**WHAT TO DO:**
1. Decide whether each statement below agrees with the cancer moonshot column. For each, answer yes or no and quote the words from the column that settle it: (a) The National Institutes of Health has an annual budget of $32 billion. (b) The war on cancer was declared in 1981. (c) Myalgic Encephalomyelitis receives $50 million a year in funding.
2. Carry on the cancer moonshot column from its last sentence.

**DOCUMENT SECTION:**
-- -- --

February 6, 2016 by Llewellyn King 3 Comments

By Llewellyn King

Whenever the government wants to be seen to be doing something huge, it invokes the Manhattan Project or the moon landing. So the new cancer initiative of the Obama administration is called the “moonshot.”

But it’s neither the equivalent of the Manhattan Project, which developed the atomic bomb during World War II, nor President Kennedy’s ambitious program to land a man on the moon, after the Russians appeared to have stolen a march with the launch of Sputnik, the first satellite in space.

Those programs succeeded because they were tremendous national commitments without regard to funding. The $1 billion in proposed funding for the “moonshot” cancer initiative is somewhere between modest and paltry. In the world of biomedical research, $1 billion simply doesn’t buy much.

The pharmaceutical industry estimates that it costs well over $1 billion to bring just one new drug to market. Cancer needs many drugs.

The lead agency in this new iteration of the war on cancer, declared in 1971, is the National Institutes of Health. It has an annual budget of $32 billion on which there are demands from many deserving fields of biomedical research besides cancer.

President Obama has asked Vice President Biden to lead the cancer moonshot effort. I’ve been with the vice president when he has talked about his commitment to the cause of cancer research and the death of his son, Beau, from brain cancer. His sincerity and his commitment to cancer research is palpable, but he won’t have the dollars to get the job done.

The biggest contribution to the research for a cancer cure may be the stimulation the moonshot will give to extant cancer efforts, but it’s not without a downside.

Many other diseases fear they may be undercut by the cancer initiative. In the world of biomedical research, there is finite funding and talent — and a new initiative tends to draw the best research minds. The top magnets for good biomedical researchers these days are cancer and AIDS, and many other deserving diseases lose out. Biomedical research requires stability, so that decades of a scientist’s life can be devoted to a single line of endeavor.

I follow one of the more obscure diseases, one that that has been pitiably starved of public and private funds: Myalgic Encephalomyelitis, also known as Chronic Fatigue Syndrome. Compared to any other disease affecting a large number of people (1 million victims of ME/CFS in the United States, according to the Centers For Disease Control), it has been funded so little by the government as to amount willful neglect. It receives a miniscule $5 million a year in funding.

-- -- --

**RECORDS SUPPLIED:**
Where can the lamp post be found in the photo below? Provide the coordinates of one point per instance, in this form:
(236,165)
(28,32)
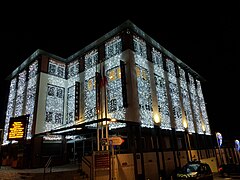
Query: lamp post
(219,142)
(187,140)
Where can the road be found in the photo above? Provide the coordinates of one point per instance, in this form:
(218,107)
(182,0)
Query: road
(217,177)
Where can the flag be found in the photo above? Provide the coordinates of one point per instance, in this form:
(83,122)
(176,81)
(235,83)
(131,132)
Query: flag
(103,81)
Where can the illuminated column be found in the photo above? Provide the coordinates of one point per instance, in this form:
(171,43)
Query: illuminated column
(219,143)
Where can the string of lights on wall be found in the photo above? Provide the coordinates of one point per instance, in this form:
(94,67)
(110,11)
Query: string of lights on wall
(60,96)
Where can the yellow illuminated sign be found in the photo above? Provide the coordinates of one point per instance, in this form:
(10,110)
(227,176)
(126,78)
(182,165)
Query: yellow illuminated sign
(17,127)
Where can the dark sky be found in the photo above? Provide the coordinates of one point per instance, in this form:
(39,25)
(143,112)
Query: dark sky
(204,36)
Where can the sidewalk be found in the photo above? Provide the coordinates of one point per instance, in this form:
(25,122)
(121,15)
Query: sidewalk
(67,171)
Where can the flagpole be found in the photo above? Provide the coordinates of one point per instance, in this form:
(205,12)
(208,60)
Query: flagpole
(97,104)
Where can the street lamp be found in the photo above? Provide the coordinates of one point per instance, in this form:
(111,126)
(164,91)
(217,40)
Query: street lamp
(187,140)
(219,142)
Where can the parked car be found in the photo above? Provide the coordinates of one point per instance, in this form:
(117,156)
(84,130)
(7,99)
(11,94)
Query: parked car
(226,170)
(195,170)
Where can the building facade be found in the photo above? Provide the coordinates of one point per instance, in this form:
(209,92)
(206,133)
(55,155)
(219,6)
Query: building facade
(125,84)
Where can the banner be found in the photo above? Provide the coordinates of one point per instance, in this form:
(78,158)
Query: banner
(219,139)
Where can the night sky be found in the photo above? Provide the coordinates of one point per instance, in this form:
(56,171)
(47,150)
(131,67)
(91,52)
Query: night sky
(204,36)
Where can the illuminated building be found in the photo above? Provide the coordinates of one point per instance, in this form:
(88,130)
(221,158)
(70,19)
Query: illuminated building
(154,96)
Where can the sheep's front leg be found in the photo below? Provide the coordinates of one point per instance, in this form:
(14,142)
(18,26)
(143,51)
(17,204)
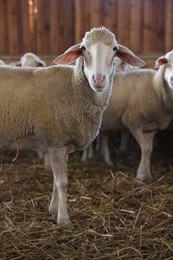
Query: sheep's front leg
(145,141)
(58,204)
(105,149)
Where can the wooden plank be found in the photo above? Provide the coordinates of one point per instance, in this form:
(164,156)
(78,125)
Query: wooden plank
(3,29)
(82,18)
(123,22)
(169,26)
(150,25)
(110,15)
(54,27)
(97,13)
(65,24)
(13,45)
(25,27)
(160,23)
(43,27)
(136,19)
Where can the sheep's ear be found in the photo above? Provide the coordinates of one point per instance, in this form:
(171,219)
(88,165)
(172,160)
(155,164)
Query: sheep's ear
(128,56)
(19,64)
(160,61)
(69,55)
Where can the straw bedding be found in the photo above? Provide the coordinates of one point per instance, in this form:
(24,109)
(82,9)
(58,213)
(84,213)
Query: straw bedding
(113,216)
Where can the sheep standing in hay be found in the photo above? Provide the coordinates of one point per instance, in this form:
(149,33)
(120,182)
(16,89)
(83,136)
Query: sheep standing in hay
(143,103)
(62,105)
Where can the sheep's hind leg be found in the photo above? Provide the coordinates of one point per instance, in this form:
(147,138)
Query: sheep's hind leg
(145,141)
(58,204)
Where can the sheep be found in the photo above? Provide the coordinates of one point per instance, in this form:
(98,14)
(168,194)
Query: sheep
(142,103)
(30,59)
(62,105)
(103,138)
(2,63)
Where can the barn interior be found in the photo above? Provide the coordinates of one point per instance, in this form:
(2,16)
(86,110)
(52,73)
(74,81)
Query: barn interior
(113,215)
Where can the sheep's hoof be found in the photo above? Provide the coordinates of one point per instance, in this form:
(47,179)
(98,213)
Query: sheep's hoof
(63,221)
(53,210)
(146,179)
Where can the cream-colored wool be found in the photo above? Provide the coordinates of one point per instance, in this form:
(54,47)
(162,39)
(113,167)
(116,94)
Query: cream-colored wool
(41,103)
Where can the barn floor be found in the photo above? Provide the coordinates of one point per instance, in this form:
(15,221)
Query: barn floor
(113,216)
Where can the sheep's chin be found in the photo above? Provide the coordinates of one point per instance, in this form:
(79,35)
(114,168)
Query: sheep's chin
(170,84)
(98,88)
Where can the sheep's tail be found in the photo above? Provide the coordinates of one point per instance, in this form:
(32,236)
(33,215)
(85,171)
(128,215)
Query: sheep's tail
(17,152)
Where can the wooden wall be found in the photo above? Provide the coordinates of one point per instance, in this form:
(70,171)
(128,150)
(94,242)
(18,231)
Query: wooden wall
(48,27)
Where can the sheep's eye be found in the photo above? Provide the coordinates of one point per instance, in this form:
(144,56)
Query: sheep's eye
(83,48)
(115,49)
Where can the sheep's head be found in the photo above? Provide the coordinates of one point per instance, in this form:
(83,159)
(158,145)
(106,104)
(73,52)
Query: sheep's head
(29,59)
(167,61)
(98,48)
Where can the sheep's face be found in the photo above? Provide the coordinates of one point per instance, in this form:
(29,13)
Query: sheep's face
(167,61)
(99,64)
(169,69)
(98,48)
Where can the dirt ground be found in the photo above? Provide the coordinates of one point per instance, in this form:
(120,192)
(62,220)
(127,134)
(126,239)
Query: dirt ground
(113,216)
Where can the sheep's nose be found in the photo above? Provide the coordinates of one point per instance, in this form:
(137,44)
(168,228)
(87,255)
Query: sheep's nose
(99,79)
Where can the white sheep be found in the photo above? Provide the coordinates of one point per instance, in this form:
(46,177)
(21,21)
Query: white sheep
(102,141)
(30,59)
(62,105)
(2,63)
(142,102)
(31,142)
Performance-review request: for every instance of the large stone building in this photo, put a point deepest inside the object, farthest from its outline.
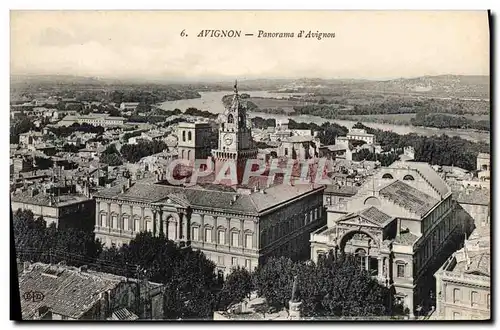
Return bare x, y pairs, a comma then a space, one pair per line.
235, 139
463, 283
232, 225
193, 140
73, 209
400, 223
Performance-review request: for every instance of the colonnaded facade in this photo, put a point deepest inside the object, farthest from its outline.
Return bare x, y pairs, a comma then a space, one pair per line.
402, 224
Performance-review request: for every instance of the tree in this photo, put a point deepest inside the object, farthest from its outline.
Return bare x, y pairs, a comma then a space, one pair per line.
188, 275
237, 286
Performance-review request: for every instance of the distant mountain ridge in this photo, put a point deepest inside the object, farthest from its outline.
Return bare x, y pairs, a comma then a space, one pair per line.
440, 85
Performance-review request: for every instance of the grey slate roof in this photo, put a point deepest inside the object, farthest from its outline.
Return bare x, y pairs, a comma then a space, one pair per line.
375, 215
408, 197
428, 173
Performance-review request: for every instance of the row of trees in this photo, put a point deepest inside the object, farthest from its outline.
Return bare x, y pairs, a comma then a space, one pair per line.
134, 152
333, 287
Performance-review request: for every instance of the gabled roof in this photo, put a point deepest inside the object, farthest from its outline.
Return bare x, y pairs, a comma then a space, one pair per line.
408, 197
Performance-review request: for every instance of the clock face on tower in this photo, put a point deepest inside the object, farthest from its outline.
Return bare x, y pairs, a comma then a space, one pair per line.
228, 139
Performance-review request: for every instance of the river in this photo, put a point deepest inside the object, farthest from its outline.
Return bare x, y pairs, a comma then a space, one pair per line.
212, 101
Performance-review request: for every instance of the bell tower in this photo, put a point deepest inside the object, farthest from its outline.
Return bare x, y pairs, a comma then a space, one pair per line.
235, 138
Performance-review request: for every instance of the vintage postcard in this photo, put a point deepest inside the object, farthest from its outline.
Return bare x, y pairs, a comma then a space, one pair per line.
250, 165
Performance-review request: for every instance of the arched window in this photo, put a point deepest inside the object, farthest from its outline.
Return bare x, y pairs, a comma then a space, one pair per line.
137, 224
457, 296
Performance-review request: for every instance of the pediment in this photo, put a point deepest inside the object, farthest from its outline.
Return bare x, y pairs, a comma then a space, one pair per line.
358, 220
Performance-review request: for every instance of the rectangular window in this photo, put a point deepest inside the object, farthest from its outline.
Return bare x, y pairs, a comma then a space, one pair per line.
235, 241
221, 236
401, 270
195, 234
208, 235
103, 220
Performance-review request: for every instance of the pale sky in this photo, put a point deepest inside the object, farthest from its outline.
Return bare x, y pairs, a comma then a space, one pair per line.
142, 44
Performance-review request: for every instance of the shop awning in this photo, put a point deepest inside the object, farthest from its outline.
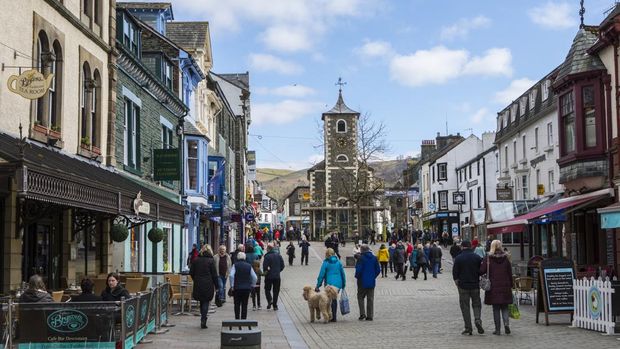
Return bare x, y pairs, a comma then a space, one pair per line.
47, 174
610, 216
518, 224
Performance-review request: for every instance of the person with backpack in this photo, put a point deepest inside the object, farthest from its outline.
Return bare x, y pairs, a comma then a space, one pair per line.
290, 252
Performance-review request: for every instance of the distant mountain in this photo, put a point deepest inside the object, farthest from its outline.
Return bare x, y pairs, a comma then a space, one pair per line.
280, 183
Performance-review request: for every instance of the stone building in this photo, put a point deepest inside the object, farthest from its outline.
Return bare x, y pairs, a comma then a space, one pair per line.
344, 190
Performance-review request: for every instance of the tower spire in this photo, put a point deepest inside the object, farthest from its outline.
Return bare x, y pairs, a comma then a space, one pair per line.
582, 10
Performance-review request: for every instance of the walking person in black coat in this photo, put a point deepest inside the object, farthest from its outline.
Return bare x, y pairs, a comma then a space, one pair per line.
204, 274
242, 281
273, 264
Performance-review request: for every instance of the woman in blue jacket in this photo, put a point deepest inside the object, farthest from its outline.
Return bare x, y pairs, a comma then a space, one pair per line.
331, 274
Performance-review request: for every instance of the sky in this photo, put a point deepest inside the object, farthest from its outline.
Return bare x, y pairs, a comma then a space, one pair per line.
418, 66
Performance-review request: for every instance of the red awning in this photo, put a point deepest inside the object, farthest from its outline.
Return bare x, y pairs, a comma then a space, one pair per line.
518, 224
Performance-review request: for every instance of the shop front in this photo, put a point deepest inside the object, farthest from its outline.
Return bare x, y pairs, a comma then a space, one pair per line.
58, 211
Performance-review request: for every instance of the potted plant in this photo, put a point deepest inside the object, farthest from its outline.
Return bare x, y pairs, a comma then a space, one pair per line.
85, 142
119, 233
156, 235
54, 132
39, 127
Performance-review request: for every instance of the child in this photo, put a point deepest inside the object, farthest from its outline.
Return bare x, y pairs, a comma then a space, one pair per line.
256, 289
290, 251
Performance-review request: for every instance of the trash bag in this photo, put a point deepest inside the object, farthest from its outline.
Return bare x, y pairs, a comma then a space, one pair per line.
344, 303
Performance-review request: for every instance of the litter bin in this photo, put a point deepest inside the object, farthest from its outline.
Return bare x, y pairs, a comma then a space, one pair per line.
242, 334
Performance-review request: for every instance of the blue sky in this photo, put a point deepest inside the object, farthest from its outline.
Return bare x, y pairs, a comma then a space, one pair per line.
412, 64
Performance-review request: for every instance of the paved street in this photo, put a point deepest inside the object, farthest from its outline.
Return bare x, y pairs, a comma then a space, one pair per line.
420, 313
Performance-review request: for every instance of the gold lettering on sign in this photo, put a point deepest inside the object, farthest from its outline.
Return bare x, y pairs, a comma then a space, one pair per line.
30, 84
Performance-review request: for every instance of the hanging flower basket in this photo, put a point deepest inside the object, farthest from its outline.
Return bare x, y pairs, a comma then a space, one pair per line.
119, 233
156, 235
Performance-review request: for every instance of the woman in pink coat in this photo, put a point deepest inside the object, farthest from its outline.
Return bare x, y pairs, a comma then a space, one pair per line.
500, 294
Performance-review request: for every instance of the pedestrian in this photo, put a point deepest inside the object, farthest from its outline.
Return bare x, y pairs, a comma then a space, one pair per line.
114, 292
193, 254
435, 258
421, 263
391, 252
479, 250
384, 257
499, 271
455, 249
223, 263
242, 282
466, 275
36, 292
256, 288
366, 271
399, 260
305, 249
204, 274
331, 274
87, 285
273, 264
290, 252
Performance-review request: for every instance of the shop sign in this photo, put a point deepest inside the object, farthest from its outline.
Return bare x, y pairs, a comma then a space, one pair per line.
166, 165
30, 84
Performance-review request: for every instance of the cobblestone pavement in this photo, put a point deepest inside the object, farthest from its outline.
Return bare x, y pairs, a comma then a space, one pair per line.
407, 313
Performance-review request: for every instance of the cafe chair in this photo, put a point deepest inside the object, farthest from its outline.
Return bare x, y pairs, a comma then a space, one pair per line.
524, 288
133, 285
57, 296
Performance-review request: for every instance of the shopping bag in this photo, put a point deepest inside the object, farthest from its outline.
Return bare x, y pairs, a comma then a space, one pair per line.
344, 303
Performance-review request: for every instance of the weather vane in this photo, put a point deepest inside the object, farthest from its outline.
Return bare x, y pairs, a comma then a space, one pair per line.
582, 10
340, 83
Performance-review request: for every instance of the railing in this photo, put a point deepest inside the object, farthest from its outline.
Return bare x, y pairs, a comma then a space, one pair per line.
593, 305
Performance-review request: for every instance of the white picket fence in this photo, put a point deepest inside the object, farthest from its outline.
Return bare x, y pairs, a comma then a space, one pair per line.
593, 305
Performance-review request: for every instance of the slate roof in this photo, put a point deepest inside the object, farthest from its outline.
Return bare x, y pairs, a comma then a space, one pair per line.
340, 107
189, 35
145, 5
578, 60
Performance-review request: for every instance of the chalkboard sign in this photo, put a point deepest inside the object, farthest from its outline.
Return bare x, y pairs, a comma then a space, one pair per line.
611, 244
555, 287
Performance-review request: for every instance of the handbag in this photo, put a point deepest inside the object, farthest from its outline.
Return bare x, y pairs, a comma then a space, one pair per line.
344, 303
485, 282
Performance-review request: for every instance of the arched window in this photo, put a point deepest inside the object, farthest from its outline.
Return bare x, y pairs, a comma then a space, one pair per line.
341, 126
342, 158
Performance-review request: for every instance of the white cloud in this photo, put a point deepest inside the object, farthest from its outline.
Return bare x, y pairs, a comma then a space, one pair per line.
513, 91
375, 49
283, 112
270, 63
292, 91
440, 64
479, 116
463, 26
554, 15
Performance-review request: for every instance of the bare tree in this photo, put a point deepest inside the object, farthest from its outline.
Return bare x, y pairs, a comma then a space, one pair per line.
359, 185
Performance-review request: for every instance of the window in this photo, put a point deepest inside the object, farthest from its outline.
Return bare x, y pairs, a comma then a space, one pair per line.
550, 134
442, 172
341, 126
443, 200
589, 116
524, 187
192, 164
551, 184
567, 115
132, 135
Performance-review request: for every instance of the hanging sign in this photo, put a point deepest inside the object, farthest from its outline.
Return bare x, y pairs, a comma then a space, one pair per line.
30, 84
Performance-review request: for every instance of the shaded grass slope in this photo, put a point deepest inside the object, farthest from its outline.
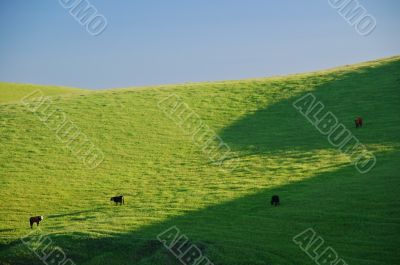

-- -- --

**SOLVED TASKS:**
1.
(a) Yes: "It has an annual budget of $32 billion"
(b) No: "the war on cancer, declared in 1971"
(c) No: "It receives a miniscule $5 million a year in funding."

2.
Last year, after public and media pressure that has been applied for years, NIH Director Francis Collins announced that things would be rectified. But he didn’t mention a dollar figure; not when he made the announcement in October and not to date. No moonshot here, not even a Fourth of July firework.

Yet the suffering of those with ME/CFS is truly awful. I’ve been in the sick rooms and interviewed the few doctors who specialize in the disease, and the situation is one of unabated misery. Those who are the most affected can’t tolerate light or sound, and must pass their days in the silent dark. For years, one poor young man has had to take refuge from the disease in a modified closet. Others suffer from a world in which they’re punished for doing everyday things: A dinner with friends can mean days in bed for recovery.

There seems to be no light at the end of the victim’s physical pain and mental fog, despite decades of pleading from advocates and caregivers that some serious research be funded by NIH.

While we’ve been the world’s powerhouse in research in all sciences, biomedical is now being starved of research dollars. Recently America’s most revered virus hunter, Dr. Ian Lipkin, director of the Center for Infection and Immunity at Columbia University’s Mailman School of Public Health, has had to resort to crowdfunding. He and his deputy, Dr. Mady Hornig, can be found on YouTube eating red-hot chili peppers in an attempt to raise money for their ME/CFS research.

Dollars in across-the-board biomedical research are falling when they should be rising. Recently, NIH’s budgets have been 25 percent smaller in constant dollars than they were in 2003.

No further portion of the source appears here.